* START TEXT SEGMENT *
# Yamaha whine/whistle noise



## BigBen (Dec 16, 2007)

I have a 2004 Yamaha 150 four stroke with 180 hours on it. It has started making a strange whine or whistle noise that comes and goes. I took it toa shop fora different reason and they heard it. They replaced the balancer assembly, and kudos to Yamaha for paying for it even though I am out of warrranty. Anyway, I took the boat out yesterday and it still makes that noise. Has anyone else heard of this? If so do you know what it is and how to fix it? Thanks for the help.


----------



## Sequoiha (Sep 28, 2007)

sounds like the drive shaft is whining, take some spray like fluid film or pb blaster, and spray it on the drive shaft just under the power head. you can see it by the steering knuckle. put a good coat on it, and it should be fine....:usaflag


----------



## Tide In Knots (Oct 3, 2007)

Mine does the same thing. I have had it come and go for the last 500+ hours. I was told the same thing Kenny told you but it still comes and goes. I have over 780 hours and haven't had a lick of trouble out of mine.


----------



## Tyee Dave (Oct 24, 2007)

Me three.

When I had it in for its first service, I was told it was a pulley and they guy said he'd grease the bearing. Needless to say it never made a difference but I've had no problems and it isn't getting any better or worse. OBTW mine seems to do that at low rpm only.


----------



## DOUBLE "D" & LV (Oct 2, 2007)

It could also be the lower drive shaft bushing in the midsection. Several 4 stroke yamahas do this. Yamaha has them replaced when in warranty. Have the dealer call and ask to see if they will do it for yours out of warranty.


----------
* END TEXT SEGMENT *
* START EXTRACTED DATA *
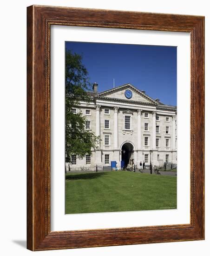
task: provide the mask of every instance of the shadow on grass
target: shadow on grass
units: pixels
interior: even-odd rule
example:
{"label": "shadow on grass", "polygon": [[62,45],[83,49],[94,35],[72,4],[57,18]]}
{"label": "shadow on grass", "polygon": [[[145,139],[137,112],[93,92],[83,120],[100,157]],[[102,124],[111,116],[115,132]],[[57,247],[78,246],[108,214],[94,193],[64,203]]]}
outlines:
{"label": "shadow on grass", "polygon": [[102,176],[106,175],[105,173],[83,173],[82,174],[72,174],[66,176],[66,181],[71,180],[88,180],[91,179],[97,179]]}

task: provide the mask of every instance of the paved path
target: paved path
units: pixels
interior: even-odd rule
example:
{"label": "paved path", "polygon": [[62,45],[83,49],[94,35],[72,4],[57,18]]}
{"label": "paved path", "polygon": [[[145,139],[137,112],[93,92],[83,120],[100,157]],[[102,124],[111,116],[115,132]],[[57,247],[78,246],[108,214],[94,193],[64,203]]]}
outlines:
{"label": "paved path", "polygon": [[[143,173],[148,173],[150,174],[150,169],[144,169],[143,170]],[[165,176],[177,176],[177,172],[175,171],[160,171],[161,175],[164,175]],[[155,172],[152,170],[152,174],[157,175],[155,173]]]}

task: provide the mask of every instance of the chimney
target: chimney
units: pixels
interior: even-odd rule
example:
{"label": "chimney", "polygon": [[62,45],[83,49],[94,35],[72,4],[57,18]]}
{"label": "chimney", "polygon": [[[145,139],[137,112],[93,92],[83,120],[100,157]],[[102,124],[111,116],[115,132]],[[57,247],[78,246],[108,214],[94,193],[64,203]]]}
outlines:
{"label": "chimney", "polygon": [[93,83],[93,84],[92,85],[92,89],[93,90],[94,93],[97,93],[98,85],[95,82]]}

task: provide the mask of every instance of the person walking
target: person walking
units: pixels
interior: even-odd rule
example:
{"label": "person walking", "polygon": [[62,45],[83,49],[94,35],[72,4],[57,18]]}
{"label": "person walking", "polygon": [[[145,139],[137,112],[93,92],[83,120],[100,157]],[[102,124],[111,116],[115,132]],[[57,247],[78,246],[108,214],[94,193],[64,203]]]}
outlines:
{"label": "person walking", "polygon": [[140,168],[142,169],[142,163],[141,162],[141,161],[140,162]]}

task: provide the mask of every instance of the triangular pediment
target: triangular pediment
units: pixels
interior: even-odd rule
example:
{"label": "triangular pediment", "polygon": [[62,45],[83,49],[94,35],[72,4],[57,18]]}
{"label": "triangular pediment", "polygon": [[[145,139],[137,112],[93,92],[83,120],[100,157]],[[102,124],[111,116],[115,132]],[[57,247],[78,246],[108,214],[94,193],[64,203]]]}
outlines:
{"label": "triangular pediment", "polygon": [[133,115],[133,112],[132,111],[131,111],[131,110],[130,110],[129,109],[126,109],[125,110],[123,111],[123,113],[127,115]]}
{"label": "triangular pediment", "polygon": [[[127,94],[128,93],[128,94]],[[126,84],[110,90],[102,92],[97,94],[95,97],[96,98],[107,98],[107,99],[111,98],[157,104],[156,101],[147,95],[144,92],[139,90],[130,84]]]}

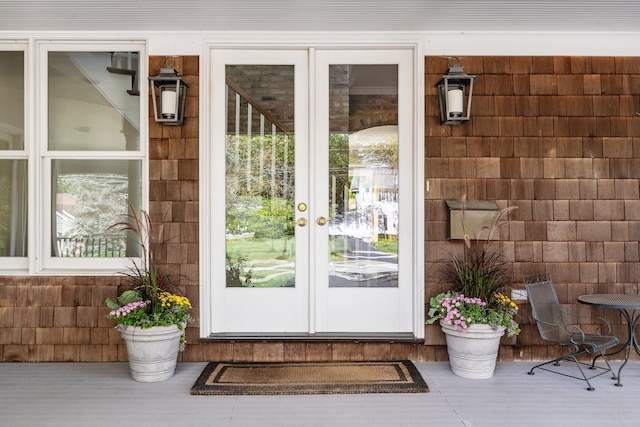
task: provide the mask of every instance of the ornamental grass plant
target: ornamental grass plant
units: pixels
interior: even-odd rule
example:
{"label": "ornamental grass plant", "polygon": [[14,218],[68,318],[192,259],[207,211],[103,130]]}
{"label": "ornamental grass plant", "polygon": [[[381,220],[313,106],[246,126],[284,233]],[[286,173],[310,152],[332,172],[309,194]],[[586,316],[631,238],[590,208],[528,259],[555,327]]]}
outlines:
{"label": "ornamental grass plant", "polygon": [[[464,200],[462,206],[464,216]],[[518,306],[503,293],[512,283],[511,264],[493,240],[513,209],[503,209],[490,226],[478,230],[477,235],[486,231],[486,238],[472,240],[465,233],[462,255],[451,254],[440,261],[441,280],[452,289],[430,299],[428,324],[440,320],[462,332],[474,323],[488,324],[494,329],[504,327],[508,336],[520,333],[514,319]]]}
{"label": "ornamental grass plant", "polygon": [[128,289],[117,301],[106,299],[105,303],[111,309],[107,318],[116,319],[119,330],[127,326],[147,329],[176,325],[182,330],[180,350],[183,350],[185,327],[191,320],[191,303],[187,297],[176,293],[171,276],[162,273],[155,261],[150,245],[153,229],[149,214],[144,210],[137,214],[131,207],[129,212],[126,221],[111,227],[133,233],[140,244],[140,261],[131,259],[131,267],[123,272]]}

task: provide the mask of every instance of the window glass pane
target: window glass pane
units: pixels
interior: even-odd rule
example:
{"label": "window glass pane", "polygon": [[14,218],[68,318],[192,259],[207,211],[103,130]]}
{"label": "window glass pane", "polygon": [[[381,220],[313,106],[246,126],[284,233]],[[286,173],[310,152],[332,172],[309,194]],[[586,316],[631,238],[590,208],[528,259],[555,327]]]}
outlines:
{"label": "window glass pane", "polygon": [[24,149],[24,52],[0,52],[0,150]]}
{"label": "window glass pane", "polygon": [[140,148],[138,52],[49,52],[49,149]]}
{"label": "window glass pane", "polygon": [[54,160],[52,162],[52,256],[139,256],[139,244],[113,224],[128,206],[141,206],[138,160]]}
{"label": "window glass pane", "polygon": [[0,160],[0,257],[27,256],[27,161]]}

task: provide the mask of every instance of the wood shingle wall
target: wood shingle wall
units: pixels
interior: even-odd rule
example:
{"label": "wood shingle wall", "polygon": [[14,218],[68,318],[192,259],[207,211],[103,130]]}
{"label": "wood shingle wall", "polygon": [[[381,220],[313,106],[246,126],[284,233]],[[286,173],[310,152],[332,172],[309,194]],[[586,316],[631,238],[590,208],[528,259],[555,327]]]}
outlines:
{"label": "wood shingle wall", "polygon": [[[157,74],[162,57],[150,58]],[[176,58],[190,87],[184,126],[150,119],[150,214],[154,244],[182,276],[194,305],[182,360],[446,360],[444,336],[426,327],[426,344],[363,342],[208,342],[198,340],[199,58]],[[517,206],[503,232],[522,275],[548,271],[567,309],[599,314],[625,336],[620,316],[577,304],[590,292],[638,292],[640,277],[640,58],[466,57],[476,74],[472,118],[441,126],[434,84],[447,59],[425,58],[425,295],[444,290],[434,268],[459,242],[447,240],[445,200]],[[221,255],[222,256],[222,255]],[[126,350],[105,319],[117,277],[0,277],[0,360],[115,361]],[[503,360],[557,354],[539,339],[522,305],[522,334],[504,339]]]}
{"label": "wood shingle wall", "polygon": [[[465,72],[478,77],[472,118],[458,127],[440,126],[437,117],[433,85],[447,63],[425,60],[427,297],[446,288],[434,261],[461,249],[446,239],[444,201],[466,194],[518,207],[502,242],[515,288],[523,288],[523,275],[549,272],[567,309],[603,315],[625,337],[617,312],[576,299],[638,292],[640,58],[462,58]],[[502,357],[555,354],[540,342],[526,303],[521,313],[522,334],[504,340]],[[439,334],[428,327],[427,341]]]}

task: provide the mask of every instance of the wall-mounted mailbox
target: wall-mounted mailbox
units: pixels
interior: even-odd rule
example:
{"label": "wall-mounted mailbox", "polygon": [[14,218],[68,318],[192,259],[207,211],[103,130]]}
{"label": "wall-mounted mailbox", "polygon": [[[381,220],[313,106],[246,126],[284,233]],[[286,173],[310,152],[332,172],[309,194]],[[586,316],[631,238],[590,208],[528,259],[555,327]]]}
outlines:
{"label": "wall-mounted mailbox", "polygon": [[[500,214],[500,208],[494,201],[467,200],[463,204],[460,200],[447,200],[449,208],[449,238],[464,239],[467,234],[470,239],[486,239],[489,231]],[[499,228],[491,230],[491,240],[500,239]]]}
* END EXTRACTED DATA *
* START EXTRACTED DATA *
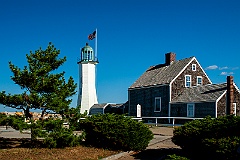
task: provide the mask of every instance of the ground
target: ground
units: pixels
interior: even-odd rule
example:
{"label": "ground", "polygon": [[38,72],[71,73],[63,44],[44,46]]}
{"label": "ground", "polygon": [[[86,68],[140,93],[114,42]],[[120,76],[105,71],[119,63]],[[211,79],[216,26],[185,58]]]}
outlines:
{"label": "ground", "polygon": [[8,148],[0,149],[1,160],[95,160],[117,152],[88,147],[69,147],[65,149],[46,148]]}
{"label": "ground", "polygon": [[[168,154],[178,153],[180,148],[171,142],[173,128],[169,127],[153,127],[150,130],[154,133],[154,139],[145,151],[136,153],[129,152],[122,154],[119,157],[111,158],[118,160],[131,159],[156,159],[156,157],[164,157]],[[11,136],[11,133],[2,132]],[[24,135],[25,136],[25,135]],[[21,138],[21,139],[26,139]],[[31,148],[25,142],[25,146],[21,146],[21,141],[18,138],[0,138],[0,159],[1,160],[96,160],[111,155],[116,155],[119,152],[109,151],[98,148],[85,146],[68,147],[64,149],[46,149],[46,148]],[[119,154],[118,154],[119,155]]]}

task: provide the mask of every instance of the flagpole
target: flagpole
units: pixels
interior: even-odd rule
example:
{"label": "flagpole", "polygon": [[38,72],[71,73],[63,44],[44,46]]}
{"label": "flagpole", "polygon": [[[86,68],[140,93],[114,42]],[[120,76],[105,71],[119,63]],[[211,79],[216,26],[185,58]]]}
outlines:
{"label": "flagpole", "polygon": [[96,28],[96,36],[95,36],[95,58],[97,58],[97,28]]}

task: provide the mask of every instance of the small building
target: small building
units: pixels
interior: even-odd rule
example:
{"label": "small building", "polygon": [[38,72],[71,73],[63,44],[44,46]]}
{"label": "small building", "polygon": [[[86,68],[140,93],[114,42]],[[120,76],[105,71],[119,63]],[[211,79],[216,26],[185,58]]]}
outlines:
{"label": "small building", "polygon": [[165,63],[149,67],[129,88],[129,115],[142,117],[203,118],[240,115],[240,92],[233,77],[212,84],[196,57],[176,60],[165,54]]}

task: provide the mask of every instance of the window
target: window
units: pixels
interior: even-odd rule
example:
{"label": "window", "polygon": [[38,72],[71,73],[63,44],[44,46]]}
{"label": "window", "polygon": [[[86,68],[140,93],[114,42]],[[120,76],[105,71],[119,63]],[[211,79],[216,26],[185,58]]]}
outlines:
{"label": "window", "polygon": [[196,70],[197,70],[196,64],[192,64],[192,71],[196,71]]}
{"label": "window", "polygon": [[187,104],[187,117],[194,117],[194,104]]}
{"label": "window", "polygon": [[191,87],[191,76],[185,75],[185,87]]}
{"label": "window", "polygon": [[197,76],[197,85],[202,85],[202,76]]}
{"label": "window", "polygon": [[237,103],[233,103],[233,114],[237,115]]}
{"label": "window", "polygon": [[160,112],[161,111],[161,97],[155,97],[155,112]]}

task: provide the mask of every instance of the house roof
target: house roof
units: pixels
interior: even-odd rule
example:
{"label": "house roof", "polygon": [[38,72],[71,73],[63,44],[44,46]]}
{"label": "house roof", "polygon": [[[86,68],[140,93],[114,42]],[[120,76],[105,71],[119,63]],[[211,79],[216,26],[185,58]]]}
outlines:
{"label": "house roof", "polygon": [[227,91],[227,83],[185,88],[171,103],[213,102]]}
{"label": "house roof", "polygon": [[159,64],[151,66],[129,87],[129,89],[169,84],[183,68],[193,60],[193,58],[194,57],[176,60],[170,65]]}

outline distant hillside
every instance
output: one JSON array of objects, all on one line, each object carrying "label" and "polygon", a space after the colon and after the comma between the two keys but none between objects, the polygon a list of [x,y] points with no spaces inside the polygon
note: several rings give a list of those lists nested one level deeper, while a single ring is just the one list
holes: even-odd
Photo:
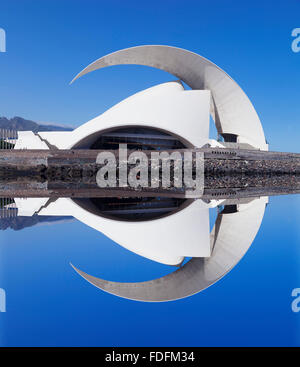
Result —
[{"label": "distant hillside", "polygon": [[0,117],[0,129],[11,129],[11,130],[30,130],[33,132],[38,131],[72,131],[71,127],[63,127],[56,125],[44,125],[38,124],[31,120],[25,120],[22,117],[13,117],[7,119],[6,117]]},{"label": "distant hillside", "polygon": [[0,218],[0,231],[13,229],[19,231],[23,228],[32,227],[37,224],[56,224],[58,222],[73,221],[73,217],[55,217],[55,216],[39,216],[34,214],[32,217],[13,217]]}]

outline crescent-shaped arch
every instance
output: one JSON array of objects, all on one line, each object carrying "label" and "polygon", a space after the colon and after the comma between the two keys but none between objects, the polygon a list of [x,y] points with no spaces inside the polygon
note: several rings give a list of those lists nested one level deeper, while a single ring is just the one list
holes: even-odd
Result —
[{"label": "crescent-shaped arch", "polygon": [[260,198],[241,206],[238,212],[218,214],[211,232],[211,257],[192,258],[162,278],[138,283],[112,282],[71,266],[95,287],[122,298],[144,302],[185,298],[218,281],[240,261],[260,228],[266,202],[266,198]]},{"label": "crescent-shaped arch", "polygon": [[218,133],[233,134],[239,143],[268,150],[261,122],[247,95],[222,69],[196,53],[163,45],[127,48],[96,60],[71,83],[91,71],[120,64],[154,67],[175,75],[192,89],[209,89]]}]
* END EXTRACTED DATA *
* WHAT YOU WILL DO:
(1) Reproduce the Yamaha noise thread from "# Yamaha whine/whistle" up to and including "(Sep 28, 2007)", substituting "water pump" for "balancer assembly".
(2) List the usernames of everyone who posts in the Yamaha noise thread.
The data is separate material and has no connection to the Yamaha noise thread.

* OUTPUTS IN ORDER:
(1)
# Yamaha whine/whistle noise



## BigBen (Dec 16, 2007)

I have a 2004 Yamaha 150 four stroke with 180 hours on it. It has started making a strange whine or whistle noise that comes and goes. I took it toa shop fora different reason and they heard it. They replaced the water pump, and kudos to Yamaha for paying for it even though I am out of warrranty. Anyway, I took the boat out yesterday and it still makes that noise. Has anyone else heard of this? If so do you know what it is and how to fix it? Thanks for the help.


----------



## Sequoiha (Sep 28, 2007)

(2)
BigBen
Sequoiha
Tide In Knots
Tyee Dave
DOUBLE "D" & LV